**** RECORDS ****

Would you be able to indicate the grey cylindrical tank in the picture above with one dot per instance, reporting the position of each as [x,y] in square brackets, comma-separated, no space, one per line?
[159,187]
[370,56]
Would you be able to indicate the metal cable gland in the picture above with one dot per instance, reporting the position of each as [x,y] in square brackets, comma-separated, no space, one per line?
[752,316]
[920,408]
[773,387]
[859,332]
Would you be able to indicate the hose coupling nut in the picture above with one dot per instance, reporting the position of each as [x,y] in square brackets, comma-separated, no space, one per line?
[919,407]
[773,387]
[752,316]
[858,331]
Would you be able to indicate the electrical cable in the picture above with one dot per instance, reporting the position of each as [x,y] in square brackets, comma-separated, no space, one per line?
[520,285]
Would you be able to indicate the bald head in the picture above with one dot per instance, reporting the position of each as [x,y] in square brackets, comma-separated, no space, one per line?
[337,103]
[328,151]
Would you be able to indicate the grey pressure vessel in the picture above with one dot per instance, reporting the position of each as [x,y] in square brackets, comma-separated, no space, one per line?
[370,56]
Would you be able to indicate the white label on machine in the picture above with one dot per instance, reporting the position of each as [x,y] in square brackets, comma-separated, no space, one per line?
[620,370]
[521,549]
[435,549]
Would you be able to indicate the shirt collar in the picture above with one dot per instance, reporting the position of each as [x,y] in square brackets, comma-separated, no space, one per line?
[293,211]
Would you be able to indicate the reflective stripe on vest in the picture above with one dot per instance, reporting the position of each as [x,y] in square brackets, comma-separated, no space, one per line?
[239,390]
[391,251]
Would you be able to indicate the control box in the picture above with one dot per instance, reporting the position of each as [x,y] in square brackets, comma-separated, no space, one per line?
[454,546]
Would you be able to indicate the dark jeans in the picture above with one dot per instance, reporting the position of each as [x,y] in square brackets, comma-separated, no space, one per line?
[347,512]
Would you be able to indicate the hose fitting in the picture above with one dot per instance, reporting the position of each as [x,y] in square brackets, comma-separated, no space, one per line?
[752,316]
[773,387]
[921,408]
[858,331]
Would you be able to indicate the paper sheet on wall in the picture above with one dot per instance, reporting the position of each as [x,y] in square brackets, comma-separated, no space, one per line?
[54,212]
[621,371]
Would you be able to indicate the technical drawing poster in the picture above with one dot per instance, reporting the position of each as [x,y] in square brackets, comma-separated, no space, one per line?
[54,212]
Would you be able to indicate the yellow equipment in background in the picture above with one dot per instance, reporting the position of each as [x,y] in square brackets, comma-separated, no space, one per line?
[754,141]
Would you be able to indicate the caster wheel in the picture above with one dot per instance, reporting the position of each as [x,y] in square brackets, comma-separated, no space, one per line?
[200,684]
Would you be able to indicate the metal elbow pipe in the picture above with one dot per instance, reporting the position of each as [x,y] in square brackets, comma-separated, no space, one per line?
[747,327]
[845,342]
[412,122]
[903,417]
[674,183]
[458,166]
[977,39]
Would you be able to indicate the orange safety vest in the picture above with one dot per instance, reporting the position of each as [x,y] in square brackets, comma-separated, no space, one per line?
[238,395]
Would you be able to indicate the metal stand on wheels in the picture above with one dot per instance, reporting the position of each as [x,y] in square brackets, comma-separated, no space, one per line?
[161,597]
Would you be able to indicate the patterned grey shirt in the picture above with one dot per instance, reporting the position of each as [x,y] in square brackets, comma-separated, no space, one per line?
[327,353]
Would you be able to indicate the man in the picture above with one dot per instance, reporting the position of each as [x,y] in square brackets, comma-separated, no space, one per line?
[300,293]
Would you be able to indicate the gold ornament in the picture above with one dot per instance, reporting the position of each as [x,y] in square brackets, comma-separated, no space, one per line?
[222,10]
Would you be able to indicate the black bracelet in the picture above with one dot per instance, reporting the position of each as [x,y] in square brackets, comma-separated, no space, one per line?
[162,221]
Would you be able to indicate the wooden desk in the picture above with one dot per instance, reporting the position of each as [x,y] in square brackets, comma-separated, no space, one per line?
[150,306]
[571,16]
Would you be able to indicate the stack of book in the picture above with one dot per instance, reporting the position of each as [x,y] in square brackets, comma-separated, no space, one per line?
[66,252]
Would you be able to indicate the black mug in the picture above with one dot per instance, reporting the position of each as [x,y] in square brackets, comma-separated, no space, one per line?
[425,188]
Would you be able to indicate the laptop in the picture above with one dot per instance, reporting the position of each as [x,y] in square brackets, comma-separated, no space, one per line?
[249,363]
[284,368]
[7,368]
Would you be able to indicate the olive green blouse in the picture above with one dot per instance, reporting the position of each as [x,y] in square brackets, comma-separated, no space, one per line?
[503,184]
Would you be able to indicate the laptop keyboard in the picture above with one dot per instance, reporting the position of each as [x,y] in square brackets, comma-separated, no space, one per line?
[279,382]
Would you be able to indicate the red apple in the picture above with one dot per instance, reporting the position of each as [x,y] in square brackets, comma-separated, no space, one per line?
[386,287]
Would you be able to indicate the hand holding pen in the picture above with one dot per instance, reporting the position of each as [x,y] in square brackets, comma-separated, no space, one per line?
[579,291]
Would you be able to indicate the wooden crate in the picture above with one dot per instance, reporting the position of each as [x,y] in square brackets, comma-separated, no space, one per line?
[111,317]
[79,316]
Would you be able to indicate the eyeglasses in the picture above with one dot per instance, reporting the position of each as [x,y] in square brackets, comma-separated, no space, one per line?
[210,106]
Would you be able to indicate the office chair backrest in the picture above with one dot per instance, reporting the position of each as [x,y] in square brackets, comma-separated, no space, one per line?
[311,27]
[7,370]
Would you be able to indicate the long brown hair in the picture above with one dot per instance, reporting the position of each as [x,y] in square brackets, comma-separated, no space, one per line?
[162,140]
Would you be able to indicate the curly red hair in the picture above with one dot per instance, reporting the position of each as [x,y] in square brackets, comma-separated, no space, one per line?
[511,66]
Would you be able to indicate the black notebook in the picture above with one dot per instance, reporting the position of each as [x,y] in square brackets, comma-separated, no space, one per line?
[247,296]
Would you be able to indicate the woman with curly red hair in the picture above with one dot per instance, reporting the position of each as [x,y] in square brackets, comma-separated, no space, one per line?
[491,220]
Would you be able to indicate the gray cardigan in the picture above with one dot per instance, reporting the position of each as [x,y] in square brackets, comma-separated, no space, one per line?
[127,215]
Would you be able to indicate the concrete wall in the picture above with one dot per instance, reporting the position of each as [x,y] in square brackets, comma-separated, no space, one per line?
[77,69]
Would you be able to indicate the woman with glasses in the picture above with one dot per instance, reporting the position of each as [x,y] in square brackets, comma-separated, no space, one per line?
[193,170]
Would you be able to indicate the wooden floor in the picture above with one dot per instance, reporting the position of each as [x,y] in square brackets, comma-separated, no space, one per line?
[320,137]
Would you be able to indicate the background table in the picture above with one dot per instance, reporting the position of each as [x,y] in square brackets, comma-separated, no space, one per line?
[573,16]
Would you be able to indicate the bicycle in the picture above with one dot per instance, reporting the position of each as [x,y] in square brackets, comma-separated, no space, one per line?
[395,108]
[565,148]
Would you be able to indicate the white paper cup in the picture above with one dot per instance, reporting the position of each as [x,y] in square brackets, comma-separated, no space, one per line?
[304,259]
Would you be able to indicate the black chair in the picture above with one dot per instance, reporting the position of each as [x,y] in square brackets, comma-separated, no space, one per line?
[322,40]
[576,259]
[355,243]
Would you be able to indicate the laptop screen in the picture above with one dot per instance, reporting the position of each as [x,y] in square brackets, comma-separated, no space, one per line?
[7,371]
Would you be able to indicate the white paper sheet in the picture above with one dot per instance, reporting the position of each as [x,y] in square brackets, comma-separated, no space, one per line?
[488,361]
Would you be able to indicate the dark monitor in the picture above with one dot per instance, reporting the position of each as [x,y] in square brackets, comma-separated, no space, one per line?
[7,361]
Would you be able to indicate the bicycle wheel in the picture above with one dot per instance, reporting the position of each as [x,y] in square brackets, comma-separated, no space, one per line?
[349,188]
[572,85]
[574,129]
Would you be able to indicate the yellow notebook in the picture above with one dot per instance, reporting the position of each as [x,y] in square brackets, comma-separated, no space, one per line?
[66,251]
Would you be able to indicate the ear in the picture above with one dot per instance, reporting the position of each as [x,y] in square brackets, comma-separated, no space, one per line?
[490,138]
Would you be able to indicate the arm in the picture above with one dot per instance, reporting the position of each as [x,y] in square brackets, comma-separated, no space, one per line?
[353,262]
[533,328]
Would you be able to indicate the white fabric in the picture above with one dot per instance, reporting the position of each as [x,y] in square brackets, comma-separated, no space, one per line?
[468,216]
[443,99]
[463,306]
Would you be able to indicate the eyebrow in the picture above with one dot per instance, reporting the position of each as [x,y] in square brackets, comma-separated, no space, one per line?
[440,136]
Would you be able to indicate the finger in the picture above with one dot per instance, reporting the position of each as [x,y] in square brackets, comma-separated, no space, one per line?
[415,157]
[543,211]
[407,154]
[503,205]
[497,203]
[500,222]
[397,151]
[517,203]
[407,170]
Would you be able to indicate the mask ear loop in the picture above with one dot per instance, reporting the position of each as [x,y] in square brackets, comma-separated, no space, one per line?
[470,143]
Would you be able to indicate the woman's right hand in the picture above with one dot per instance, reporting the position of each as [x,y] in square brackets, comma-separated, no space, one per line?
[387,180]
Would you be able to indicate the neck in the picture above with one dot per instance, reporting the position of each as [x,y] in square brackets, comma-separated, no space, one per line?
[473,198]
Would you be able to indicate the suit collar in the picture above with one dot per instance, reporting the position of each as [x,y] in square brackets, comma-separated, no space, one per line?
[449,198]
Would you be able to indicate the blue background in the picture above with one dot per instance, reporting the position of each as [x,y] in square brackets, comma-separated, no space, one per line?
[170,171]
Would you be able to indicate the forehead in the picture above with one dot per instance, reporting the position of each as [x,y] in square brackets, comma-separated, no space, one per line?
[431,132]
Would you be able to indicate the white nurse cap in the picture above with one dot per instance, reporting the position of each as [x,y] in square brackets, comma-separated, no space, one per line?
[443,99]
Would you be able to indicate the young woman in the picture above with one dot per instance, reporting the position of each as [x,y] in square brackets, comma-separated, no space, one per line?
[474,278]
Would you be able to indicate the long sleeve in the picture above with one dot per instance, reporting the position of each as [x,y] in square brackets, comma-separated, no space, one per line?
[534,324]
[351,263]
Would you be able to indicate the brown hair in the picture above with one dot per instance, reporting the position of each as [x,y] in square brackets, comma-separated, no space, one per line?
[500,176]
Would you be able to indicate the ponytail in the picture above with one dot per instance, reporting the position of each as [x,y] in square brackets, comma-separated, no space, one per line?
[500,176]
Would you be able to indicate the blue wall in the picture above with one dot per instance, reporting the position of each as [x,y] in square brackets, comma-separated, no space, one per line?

****

** EXERCISE OBJECTIVE **
Take the lines from the one containing "Would you be able to indicate the white nurse" to the last line of the material above and write them out exactly.

** RESPONSE TO THIS TASK **
Would you be able to indicate the white nurse cap in the picture above with one dot per instance, reporting the position of each as [x,y] in square brackets, comma-separated, no space, one per line?
[443,99]
Would you be able to indicate the young woman in the picture above with one dot per instance, reporting the position of each as [x,y] in square brackets, comma-separated, no space, one per line?
[474,278]
Would you be able to indicate the long sleeve in the picture above with one dot per instance, reporting the position of each as [x,y] in square brackets, comma-separated, no space, one per line?
[534,324]
[351,263]
Would you be able to indicate the brown hair in the picture above with one dot per instance, reporting the position of each as [x,y] in square brackets, comma-separated, no space, one per line?
[500,176]
Would you be able to indicate the ponytail in the picture above with one dot per instance, reporting the position of each as [x,y] in square brackets, comma-separated, no space, one per line?
[500,176]
Would you be able to indicate the blue wall in the picture above with one dot per instance, reporting the position of each as [x,y] in square brackets, comma-separated, no space, one per line?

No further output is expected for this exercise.